■ **Work request 1**
In the announcement below about the Lorraine Hansberry documentary screening, echo word for word the part that opens with the words containing "The screening starts" and closes with "Plan your trip.".
■ **Work request 2**
Using the announcement below about the Lorraine Hansberry documentary screening, answer these questions:
(a) At what age did Hansberry die?
(b) In which auditorium of the Portland Art Museum does the screening take place?
(c) On which PBS series does the film debut on January 19?

■ **Document segment**

<<<<

Featured image by geralt, via Creative Commons
She’s best known for A Raisin in the Sun, the first drama by an African-American woman to be produced on Broadway. She’s the youngest person and first African-American to win the New York Drama Critics Circle Award for Best American Play. But Lorraine Hansberry was also an activist heavily involved in politics and a prolific writer about subjects ranging from social inequality to the arts. She even caught the attention of the FBI.
On Monday, January 15, you can see a free screening of a documentary about Hansberry at the Portland Art Museum. Sighted Eyes/Feeling Heart, by filmmaker Tracy Heather Strain, draws on Hansberry’s personal papers and archives to tell the story of her short, but full, life. (Hansberry died from pancreatic cancer at 34.) Sighted Eyes/Feeling Heart includes interviews with Sidney Poitier, Ruby Dee, Louis Gossett Jr., and others involved in the stage and screen productions of A Raisin in the Sun.
Strain will also talk about the film and answer questions.
The screening starts at 7:30 pm. in the Whitsell Auditorium at the Portland Art Museum, 1219 SW Park Avenue. Parking garages are nearby, but public transportation is the best option. The Portland Streetcar and MAX (light rail) stop within a short walking distance. Plan your trip.
Sighted Eyes/Feeling Heart debuts January 19 on the American Masters series on PBS (check broadcast schedule).

>>>>

■ **Entries provided**
<<<<

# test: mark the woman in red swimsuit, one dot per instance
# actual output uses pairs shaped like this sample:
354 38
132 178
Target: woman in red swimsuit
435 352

>>>>

■ **Output 1**
The screening starts at 7:30 pm. in the Whitsell Auditorium at the Portland Art Museum, 1219 SW Park Avenue. Parking garages are nearby, but public transportation is the best option. The Portland Streetcar and MAX (light rail) stop within a short walking distance. Plan your trip.

■ **Output 2**
(a) 34
(b) The Whitsell Auditorium
(c) American Masters